*Records for the task*
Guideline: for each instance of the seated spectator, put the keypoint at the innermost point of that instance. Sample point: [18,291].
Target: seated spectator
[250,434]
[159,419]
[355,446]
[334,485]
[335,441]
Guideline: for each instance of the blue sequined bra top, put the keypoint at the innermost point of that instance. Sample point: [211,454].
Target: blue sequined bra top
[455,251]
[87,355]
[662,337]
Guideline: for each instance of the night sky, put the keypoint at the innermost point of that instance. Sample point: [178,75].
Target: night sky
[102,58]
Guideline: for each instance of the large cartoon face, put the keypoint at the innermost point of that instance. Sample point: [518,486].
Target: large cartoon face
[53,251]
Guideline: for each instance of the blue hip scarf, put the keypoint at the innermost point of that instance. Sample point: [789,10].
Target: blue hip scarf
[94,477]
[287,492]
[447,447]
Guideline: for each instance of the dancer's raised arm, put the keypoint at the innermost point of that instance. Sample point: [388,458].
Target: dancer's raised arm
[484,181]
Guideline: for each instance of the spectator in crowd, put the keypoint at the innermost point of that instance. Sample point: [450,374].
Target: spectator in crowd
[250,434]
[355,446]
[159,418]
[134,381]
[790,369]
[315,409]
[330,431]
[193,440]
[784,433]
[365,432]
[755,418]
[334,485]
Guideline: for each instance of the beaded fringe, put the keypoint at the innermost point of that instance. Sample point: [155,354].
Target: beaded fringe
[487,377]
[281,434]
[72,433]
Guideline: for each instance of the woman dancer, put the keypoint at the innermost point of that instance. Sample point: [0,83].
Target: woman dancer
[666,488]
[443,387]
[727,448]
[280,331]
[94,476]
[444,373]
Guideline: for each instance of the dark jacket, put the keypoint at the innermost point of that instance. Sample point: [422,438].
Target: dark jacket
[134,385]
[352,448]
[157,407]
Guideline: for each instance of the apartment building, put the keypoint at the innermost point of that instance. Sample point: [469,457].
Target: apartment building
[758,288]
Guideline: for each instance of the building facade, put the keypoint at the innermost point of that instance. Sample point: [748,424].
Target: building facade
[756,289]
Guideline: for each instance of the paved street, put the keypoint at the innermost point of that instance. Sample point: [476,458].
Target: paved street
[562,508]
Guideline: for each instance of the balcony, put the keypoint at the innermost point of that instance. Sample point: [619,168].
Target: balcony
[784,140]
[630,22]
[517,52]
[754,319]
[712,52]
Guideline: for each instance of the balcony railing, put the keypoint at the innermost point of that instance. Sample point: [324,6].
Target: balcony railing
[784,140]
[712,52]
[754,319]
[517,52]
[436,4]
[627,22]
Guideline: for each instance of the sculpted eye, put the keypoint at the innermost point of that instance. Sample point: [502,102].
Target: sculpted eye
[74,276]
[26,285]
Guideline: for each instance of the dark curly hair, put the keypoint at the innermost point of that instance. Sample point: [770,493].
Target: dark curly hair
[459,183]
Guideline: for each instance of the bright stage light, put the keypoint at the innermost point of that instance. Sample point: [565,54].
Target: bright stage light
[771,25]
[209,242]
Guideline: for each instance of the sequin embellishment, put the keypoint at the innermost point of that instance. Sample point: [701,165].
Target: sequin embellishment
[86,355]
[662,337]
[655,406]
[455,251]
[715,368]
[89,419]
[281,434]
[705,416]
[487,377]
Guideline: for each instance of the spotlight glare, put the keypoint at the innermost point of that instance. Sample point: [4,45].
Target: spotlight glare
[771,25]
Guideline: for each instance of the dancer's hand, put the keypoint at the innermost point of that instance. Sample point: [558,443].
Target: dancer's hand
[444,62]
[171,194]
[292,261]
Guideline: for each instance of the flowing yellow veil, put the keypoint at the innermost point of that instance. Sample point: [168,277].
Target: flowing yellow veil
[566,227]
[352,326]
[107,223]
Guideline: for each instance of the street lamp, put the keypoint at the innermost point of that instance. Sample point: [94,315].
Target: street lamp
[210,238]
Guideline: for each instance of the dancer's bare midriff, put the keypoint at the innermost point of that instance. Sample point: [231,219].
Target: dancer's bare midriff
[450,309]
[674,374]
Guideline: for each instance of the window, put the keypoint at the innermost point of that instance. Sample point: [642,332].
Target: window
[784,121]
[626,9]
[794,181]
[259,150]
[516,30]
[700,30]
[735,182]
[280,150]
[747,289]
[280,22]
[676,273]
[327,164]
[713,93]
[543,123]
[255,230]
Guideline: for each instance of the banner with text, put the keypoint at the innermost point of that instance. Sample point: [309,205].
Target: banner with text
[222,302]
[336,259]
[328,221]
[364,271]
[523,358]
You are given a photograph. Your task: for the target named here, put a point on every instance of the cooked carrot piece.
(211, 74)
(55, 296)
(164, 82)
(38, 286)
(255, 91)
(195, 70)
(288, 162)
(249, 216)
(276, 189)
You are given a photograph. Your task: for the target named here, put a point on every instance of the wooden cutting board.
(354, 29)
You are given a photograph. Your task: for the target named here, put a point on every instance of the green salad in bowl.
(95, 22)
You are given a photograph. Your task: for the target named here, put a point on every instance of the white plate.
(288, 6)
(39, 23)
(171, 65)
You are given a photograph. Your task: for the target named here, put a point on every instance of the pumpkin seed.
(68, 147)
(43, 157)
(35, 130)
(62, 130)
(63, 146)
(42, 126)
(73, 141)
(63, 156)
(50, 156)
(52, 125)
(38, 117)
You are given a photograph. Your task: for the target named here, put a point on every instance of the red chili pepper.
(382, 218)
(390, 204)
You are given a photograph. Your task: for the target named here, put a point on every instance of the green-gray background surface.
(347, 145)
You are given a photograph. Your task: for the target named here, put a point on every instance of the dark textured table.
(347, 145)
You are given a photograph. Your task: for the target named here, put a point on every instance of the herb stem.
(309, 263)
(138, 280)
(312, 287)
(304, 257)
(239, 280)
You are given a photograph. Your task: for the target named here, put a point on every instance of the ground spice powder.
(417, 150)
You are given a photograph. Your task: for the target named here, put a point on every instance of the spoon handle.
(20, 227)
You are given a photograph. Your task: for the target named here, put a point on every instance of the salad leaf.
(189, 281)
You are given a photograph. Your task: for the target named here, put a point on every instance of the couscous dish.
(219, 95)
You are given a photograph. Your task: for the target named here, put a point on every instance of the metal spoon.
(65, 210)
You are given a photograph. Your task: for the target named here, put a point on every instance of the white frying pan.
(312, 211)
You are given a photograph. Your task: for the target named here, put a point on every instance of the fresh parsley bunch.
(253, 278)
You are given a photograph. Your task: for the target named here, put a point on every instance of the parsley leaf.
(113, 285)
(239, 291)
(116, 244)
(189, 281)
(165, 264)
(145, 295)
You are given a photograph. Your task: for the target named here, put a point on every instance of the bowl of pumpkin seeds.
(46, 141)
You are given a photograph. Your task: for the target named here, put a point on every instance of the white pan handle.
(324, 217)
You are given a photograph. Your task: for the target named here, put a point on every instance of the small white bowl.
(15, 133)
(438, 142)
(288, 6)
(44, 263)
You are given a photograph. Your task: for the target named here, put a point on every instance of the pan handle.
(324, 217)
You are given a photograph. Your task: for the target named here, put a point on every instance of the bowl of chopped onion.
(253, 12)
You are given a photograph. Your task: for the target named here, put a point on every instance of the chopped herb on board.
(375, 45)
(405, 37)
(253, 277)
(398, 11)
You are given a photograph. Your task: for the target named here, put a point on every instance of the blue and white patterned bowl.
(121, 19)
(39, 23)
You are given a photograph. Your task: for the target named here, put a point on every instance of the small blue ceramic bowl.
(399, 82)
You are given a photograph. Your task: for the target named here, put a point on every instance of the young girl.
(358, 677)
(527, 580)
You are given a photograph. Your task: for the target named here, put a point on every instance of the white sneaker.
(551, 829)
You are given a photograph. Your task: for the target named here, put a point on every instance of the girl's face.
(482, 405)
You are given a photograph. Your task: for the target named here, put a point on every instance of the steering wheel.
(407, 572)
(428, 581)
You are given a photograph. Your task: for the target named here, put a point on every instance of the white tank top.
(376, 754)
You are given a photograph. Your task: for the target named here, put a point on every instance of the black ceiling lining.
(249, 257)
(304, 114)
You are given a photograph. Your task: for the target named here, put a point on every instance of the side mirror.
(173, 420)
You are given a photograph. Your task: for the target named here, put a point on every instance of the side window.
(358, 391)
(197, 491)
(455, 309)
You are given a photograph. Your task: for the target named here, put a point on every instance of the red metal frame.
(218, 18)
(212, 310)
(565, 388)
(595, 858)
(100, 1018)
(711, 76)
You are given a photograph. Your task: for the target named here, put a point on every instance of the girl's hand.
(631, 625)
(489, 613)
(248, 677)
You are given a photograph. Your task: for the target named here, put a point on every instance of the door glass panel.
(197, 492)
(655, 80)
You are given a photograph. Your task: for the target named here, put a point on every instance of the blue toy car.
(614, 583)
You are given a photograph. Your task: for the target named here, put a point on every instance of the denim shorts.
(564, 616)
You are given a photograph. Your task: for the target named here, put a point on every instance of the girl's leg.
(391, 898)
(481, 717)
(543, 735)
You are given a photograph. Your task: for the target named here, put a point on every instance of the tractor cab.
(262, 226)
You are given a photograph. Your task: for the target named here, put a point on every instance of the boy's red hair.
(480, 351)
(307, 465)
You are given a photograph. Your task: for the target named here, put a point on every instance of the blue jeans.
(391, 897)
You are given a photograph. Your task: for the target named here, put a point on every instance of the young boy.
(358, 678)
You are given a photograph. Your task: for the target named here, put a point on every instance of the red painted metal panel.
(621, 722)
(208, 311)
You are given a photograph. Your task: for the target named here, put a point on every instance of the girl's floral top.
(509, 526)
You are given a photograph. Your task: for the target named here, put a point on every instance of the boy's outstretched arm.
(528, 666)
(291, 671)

*Directions for this task*
The lines to reproduce run from the one that contains "blue toy car." through the last line above; copy them exactly.

*Answer in full*
You are given a photograph. Your task: for the target named here, put a point on every instance of the blue toy car.
(614, 583)
You are given a photograph. Your task: for the target named here, put a point on every instance of the denim shorts.
(564, 616)
You are given a photograph. Your task: for the target named here, put a point on every instance of the girl's leg.
(391, 898)
(481, 717)
(543, 735)
You are given a photograph. Your task: for the target named here, put a point on every instance of the tractor cab.
(262, 226)
You are given a photograph. Your task: for the target named here, put a point on every instance of the boy's red hair.
(480, 351)
(307, 465)
You are given a photograph. Your task: for the target named here, put a point on every instance of the blue jeans.
(391, 897)
You are given a photograph. Your task: for the target named here, put a point on every instance of the young boy.
(358, 678)
You are given a photograph. Your task: for the target named here, put a point on every instance of the red painted metal panel.
(621, 722)
(208, 311)
You are given a photograph. Your task: for the target named here, put a point on every instance of the girl's floral top.
(509, 526)
You are given a photograph. Your task: for the target named here, put a point on every instance of the boy's outstretched arm.
(528, 666)
(291, 671)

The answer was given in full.